ТЕКСТ:
------------------------------------------------------------------------
В отношении формально-художественном можно поставить Диккенсу в упрек некоторые длинноты. Иногда он впадает в некоторый ходульный пафос. Но тем не менее это замечательный писатель, потому что он вызывает и сейчас здоровое негодование против насилия, внушает человеку стремление быть как можно больше великодушным.
Это, конечно, писатель для среднего и мелкого буржуа, и гораздо меньше для пролетария, для революционера. Для нас он в конце концов слишком мало крепок, слишком слабодушен, и в этом смысле не знаю, не придет ли Диккенсу конец и не перейдет ли он окончательно в разряд писателей для детей старшего возраста.
------------------------------------------------------------------------
ИСХОДНЫЕ ДАННЫЕ:
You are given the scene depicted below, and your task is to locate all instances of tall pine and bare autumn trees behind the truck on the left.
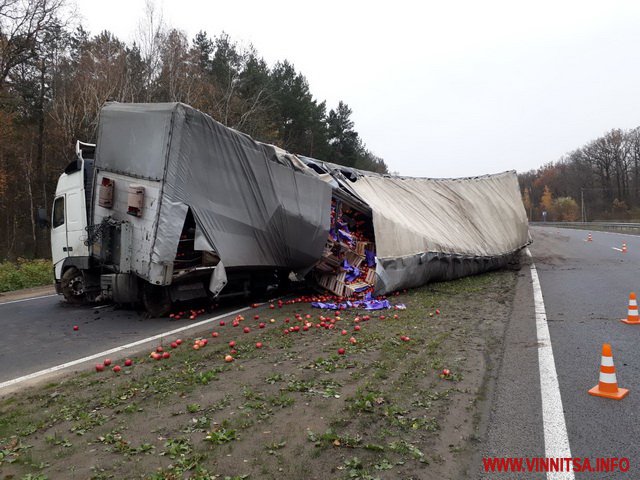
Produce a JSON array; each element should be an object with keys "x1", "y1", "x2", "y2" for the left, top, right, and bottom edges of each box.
[{"x1": 0, "y1": 0, "x2": 387, "y2": 260}]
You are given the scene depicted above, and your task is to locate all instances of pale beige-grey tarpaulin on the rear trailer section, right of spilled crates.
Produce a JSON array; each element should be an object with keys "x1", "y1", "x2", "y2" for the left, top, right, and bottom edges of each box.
[{"x1": 348, "y1": 171, "x2": 529, "y2": 293}]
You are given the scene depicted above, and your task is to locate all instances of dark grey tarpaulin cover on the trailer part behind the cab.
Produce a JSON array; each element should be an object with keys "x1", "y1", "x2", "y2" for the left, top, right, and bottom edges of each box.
[{"x1": 97, "y1": 103, "x2": 331, "y2": 276}]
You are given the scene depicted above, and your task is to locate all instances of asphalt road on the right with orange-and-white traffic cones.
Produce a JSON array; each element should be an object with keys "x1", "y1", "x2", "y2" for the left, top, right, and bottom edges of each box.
[{"x1": 530, "y1": 227, "x2": 640, "y2": 478}]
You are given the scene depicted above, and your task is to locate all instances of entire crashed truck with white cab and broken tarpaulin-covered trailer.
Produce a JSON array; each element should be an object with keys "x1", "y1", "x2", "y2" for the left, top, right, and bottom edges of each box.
[{"x1": 51, "y1": 103, "x2": 528, "y2": 314}]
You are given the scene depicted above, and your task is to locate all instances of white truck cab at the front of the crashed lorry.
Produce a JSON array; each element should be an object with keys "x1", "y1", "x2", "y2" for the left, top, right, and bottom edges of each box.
[{"x1": 51, "y1": 141, "x2": 95, "y2": 303}]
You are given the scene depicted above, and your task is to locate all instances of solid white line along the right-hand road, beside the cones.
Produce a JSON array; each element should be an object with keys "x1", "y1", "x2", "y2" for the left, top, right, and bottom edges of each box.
[{"x1": 527, "y1": 249, "x2": 575, "y2": 480}]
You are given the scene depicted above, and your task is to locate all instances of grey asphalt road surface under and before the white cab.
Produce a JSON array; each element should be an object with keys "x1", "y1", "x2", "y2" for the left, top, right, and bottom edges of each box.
[{"x1": 0, "y1": 295, "x2": 246, "y2": 384}]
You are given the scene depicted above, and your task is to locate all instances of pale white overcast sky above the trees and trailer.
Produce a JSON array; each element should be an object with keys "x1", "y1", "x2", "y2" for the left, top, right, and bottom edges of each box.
[{"x1": 72, "y1": 0, "x2": 640, "y2": 177}]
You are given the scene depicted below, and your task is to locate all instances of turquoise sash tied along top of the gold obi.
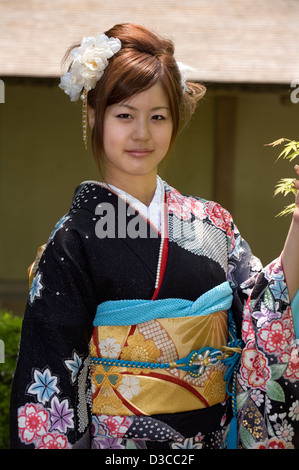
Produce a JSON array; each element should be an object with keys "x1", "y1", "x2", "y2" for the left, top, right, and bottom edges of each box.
[{"x1": 93, "y1": 281, "x2": 233, "y2": 326}]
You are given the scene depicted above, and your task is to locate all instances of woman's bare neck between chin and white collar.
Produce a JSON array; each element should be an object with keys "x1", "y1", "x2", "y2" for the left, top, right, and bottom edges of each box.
[{"x1": 105, "y1": 174, "x2": 157, "y2": 206}]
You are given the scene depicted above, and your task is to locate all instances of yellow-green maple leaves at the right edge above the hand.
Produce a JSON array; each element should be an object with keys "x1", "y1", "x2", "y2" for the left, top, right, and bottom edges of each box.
[{"x1": 268, "y1": 138, "x2": 299, "y2": 217}]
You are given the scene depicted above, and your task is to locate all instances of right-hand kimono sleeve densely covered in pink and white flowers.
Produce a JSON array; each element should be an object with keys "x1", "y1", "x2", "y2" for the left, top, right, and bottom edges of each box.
[{"x1": 229, "y1": 220, "x2": 299, "y2": 449}]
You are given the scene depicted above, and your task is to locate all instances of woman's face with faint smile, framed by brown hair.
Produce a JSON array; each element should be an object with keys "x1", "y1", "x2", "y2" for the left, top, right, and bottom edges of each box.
[{"x1": 99, "y1": 82, "x2": 173, "y2": 185}]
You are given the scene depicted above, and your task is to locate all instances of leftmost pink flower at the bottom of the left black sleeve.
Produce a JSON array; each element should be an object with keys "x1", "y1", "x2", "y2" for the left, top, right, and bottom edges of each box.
[{"x1": 18, "y1": 404, "x2": 50, "y2": 444}]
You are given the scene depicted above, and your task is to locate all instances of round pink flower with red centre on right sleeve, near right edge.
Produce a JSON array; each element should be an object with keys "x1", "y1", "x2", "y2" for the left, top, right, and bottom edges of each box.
[{"x1": 259, "y1": 321, "x2": 292, "y2": 353}]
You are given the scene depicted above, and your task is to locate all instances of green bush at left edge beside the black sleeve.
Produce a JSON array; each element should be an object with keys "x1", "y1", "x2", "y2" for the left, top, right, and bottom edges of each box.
[{"x1": 0, "y1": 311, "x2": 22, "y2": 449}]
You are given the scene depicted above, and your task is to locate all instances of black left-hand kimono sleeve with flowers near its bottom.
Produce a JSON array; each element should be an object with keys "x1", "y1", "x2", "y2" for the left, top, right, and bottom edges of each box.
[{"x1": 11, "y1": 219, "x2": 96, "y2": 449}]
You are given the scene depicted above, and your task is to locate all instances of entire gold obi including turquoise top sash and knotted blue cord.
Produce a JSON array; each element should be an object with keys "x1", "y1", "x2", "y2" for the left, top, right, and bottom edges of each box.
[{"x1": 90, "y1": 283, "x2": 241, "y2": 416}]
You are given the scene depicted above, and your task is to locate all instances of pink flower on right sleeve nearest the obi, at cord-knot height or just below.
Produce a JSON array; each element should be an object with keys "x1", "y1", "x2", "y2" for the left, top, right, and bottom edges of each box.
[{"x1": 241, "y1": 343, "x2": 271, "y2": 390}]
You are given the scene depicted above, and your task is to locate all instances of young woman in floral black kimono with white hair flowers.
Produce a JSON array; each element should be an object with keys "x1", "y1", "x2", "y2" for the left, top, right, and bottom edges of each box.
[{"x1": 11, "y1": 24, "x2": 299, "y2": 449}]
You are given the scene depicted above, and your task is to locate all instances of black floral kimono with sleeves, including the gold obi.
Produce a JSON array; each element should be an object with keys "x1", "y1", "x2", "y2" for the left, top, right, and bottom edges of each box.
[{"x1": 11, "y1": 182, "x2": 299, "y2": 449}]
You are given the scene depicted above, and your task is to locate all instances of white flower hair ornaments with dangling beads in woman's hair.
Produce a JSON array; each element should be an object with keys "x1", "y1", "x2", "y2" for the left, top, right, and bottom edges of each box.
[{"x1": 59, "y1": 34, "x2": 194, "y2": 149}]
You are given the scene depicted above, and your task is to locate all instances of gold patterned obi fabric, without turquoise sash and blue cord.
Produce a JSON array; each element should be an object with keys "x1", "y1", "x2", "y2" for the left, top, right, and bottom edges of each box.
[{"x1": 90, "y1": 311, "x2": 228, "y2": 416}]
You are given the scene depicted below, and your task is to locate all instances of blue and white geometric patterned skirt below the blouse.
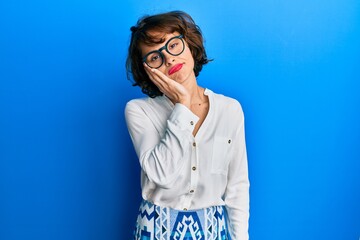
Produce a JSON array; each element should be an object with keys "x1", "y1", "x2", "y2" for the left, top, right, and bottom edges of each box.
[{"x1": 133, "y1": 200, "x2": 231, "y2": 240}]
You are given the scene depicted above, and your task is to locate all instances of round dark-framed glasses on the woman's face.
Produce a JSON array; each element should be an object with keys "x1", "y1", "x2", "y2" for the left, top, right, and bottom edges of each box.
[{"x1": 143, "y1": 35, "x2": 185, "y2": 68}]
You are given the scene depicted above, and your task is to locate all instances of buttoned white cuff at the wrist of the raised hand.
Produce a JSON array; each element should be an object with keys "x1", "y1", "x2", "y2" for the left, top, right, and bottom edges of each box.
[{"x1": 169, "y1": 103, "x2": 199, "y2": 131}]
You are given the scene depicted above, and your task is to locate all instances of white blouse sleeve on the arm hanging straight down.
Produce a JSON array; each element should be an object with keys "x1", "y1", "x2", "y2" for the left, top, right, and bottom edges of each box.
[{"x1": 224, "y1": 107, "x2": 250, "y2": 240}]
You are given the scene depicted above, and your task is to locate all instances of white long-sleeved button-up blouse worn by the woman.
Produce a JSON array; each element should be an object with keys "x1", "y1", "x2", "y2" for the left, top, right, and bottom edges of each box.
[{"x1": 125, "y1": 89, "x2": 249, "y2": 240}]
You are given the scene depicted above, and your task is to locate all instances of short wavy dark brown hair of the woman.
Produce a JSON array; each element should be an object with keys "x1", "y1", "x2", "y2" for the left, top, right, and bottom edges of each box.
[{"x1": 126, "y1": 11, "x2": 211, "y2": 98}]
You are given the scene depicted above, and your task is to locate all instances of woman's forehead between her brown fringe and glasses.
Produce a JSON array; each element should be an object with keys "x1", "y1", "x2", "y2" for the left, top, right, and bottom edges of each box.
[{"x1": 139, "y1": 32, "x2": 179, "y2": 55}]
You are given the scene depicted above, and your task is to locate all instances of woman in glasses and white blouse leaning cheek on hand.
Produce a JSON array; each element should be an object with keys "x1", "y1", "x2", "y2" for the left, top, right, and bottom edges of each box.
[{"x1": 125, "y1": 11, "x2": 249, "y2": 240}]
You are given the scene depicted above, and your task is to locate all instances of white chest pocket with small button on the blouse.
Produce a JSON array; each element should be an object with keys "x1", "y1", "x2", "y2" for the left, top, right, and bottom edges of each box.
[{"x1": 211, "y1": 136, "x2": 232, "y2": 174}]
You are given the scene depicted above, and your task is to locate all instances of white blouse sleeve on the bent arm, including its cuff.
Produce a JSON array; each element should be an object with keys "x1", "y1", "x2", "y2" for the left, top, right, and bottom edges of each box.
[{"x1": 125, "y1": 101, "x2": 199, "y2": 188}]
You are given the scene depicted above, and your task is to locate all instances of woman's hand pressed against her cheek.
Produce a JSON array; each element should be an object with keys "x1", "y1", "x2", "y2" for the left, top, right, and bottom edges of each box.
[{"x1": 144, "y1": 63, "x2": 191, "y2": 109}]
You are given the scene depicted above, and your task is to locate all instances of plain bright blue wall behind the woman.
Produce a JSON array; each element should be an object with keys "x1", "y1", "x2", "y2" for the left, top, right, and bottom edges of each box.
[{"x1": 0, "y1": 0, "x2": 360, "y2": 240}]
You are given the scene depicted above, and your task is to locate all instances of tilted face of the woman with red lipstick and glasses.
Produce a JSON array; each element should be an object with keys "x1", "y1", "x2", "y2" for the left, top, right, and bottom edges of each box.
[{"x1": 140, "y1": 32, "x2": 195, "y2": 83}]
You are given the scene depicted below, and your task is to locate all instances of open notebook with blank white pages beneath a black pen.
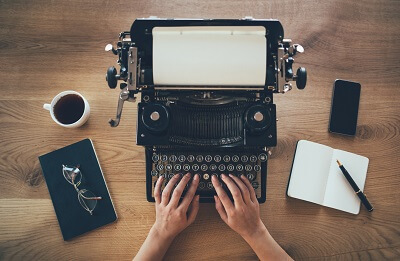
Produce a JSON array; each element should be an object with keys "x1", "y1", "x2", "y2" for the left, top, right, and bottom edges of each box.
[{"x1": 286, "y1": 140, "x2": 369, "y2": 214}]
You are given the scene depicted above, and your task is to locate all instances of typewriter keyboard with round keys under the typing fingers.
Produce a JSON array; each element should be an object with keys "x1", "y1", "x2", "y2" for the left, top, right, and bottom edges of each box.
[{"x1": 146, "y1": 151, "x2": 268, "y2": 202}]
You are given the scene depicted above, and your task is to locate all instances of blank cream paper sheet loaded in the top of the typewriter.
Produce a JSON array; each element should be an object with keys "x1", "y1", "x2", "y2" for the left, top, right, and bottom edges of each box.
[{"x1": 152, "y1": 26, "x2": 267, "y2": 86}]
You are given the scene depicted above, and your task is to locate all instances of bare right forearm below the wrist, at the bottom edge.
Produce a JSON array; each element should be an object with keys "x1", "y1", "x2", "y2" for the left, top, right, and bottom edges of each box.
[{"x1": 243, "y1": 226, "x2": 292, "y2": 260}]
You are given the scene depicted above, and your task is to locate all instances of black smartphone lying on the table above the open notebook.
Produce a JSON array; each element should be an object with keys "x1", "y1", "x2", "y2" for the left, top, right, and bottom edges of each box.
[{"x1": 329, "y1": 79, "x2": 361, "y2": 135}]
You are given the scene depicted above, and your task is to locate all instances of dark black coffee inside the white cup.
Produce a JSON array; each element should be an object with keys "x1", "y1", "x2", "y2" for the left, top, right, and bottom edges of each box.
[{"x1": 54, "y1": 94, "x2": 85, "y2": 124}]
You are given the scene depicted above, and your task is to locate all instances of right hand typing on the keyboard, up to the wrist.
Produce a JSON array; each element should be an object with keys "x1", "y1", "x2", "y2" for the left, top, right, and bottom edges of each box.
[{"x1": 211, "y1": 174, "x2": 266, "y2": 239}]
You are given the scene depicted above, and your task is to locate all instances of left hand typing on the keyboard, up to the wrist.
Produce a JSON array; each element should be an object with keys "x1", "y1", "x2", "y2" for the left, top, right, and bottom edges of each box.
[{"x1": 153, "y1": 173, "x2": 199, "y2": 238}]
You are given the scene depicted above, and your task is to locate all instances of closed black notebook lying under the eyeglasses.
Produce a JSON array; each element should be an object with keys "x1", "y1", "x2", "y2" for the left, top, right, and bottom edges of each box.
[{"x1": 39, "y1": 139, "x2": 117, "y2": 240}]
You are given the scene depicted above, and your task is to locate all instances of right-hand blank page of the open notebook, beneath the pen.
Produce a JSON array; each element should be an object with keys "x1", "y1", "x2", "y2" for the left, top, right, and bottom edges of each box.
[{"x1": 323, "y1": 150, "x2": 369, "y2": 214}]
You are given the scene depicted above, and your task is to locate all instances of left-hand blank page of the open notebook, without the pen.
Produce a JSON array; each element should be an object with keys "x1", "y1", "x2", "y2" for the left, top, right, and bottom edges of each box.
[{"x1": 287, "y1": 140, "x2": 333, "y2": 204}]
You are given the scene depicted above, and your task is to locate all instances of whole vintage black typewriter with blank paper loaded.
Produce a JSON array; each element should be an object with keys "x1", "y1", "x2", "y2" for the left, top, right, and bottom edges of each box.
[{"x1": 105, "y1": 17, "x2": 307, "y2": 203}]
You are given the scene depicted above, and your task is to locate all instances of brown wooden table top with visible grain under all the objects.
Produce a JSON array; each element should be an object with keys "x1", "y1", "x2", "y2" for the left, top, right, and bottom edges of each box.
[{"x1": 0, "y1": 0, "x2": 400, "y2": 260}]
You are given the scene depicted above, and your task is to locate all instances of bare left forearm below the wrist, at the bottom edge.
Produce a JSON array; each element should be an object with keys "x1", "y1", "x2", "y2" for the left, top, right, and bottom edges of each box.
[{"x1": 133, "y1": 226, "x2": 174, "y2": 260}]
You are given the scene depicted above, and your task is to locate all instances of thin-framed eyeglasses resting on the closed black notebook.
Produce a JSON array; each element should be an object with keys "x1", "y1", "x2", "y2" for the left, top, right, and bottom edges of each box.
[{"x1": 62, "y1": 164, "x2": 101, "y2": 215}]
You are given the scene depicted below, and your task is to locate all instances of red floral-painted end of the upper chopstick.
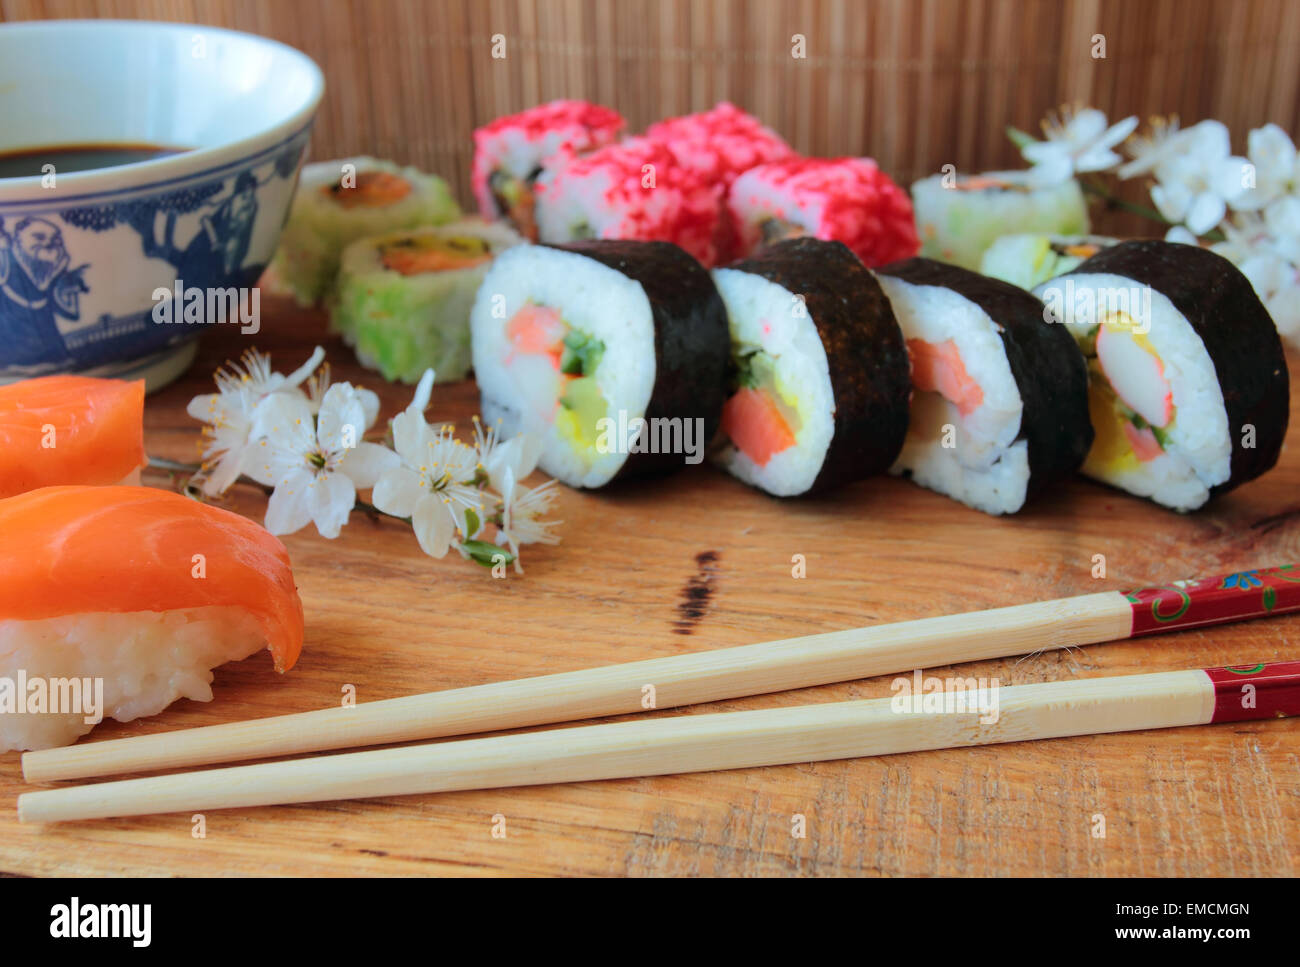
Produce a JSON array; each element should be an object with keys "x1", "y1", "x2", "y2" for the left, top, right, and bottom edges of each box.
[{"x1": 1123, "y1": 564, "x2": 1300, "y2": 636}]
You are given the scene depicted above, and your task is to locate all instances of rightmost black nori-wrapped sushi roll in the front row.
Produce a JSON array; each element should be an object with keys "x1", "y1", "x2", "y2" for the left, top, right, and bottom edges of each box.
[{"x1": 1036, "y1": 240, "x2": 1291, "y2": 511}]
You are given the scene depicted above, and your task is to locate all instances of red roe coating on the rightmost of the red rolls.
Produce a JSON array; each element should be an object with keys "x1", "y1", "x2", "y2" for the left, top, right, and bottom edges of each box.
[{"x1": 732, "y1": 157, "x2": 920, "y2": 268}]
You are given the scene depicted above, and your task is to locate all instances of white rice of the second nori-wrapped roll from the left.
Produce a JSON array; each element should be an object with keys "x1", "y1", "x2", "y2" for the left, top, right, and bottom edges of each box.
[{"x1": 712, "y1": 269, "x2": 835, "y2": 496}]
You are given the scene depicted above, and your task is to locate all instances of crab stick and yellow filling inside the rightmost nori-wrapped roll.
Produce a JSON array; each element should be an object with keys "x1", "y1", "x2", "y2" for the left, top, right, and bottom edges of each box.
[{"x1": 1088, "y1": 312, "x2": 1174, "y2": 468}]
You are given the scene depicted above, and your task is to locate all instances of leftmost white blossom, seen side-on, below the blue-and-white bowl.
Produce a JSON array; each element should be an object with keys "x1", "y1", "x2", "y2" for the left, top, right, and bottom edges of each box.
[{"x1": 186, "y1": 346, "x2": 325, "y2": 496}]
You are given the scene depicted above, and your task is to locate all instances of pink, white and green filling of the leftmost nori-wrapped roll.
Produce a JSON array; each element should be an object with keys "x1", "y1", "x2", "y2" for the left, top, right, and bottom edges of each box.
[{"x1": 506, "y1": 303, "x2": 608, "y2": 450}]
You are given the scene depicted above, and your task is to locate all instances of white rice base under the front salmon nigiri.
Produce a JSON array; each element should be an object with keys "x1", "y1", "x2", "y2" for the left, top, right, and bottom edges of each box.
[{"x1": 0, "y1": 607, "x2": 267, "y2": 753}]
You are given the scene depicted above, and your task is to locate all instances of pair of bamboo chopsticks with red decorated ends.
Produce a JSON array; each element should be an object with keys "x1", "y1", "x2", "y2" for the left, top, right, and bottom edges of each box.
[{"x1": 20, "y1": 565, "x2": 1300, "y2": 821}]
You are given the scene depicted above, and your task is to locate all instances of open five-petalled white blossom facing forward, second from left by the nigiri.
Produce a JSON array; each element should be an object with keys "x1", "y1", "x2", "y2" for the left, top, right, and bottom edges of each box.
[{"x1": 257, "y1": 382, "x2": 398, "y2": 538}]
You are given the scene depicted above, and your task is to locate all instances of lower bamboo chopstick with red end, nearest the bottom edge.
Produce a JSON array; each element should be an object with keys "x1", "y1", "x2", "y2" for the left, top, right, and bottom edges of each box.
[{"x1": 18, "y1": 662, "x2": 1300, "y2": 823}]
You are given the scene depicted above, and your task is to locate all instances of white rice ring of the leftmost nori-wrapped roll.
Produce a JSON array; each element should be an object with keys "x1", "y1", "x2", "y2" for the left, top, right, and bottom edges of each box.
[{"x1": 469, "y1": 244, "x2": 655, "y2": 487}]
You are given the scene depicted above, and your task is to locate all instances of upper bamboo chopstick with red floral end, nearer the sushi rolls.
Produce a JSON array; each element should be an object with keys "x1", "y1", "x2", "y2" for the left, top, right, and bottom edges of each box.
[{"x1": 22, "y1": 564, "x2": 1300, "y2": 782}]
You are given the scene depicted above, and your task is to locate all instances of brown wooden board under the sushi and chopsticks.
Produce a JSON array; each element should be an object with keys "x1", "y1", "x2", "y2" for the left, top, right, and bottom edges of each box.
[{"x1": 0, "y1": 300, "x2": 1300, "y2": 876}]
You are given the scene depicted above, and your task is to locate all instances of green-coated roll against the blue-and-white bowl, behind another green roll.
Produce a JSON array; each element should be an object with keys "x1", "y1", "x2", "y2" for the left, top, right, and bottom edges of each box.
[{"x1": 272, "y1": 157, "x2": 460, "y2": 305}]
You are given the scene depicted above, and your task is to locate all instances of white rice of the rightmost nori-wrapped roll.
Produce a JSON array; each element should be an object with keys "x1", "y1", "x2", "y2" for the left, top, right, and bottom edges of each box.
[{"x1": 1034, "y1": 273, "x2": 1232, "y2": 511}]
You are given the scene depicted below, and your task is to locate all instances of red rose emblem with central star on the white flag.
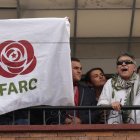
------------------------------------------------------------------------
ЗАДАНИЯ:
1. Против чего, согласно тексту о Диккенсе, этот писатель и сейчас вызывает здоровое негодование?
2. Замените в тексте о Диккенсе "пролетария" на "рабочего" и приведите отрывок, который начинается со слов "Это, конечно, писатель" и заканчивается словами "детей старшего возраста.".
3. Напишите продолжение текста о Диккенсе после его последнего предложения.

РАЗДЕЛ ОТВЕТОВ:
1. Против насилия.

2.
Это, конечно, писатель для среднего и мелкого буржуа, и гораздо меньше для рабочего, для революционера. Для нас он в конце концов слишком мало крепок, слишком слабодушен, и в этом смысле не знаю, не придет ли Диккенсу конец и не перейдет ли он окончательно в разряд писателей для детей старшего возраста.

3.
Упомяну еще, что рядом с его сентиментальными романами — «Домби и сын», «Давид Копперфилд» и др., — он написал исторический роман — «Два города»8, где изобразил Лондон и Париж в эпоху Великой французской революции. Здесь мещанин сказался целиком. Он был страстным врагом Французской революции. Все то непонимание, все те трусливые близорукие суждения о массах и вождях, которые вы найдете в устах интеллигентов — героев последнего романа Вересаева «В тупике», вы найдете и у Диккенса. Он, мелкий буржуа, своим мягким юмором хотел бы все сгладить, примирить: уговорить капиталистов быть погуманнее, уговорить рабочих быть поуступчивее. Этого хотела его «добрая душа». А революцию он считал вещью опасной. Если будете читать его суждение о Великой французской революции, не зная, кто автор, то подумаете, что это написано теперь каким-нибудь белогвардейцем, одним из тех интеллигентов, которые ушли от нас, проклиная нас за нашу жестокость.
В «Ярмарке житейской суеты»9, главном произведении Теккерея, в сущности те же тенденции, что и у Диккенса. Он меньший художник, чем Диккенс, но стоит настолько близко к нему, что английская мещанская литература ставит их имена всегда рядом.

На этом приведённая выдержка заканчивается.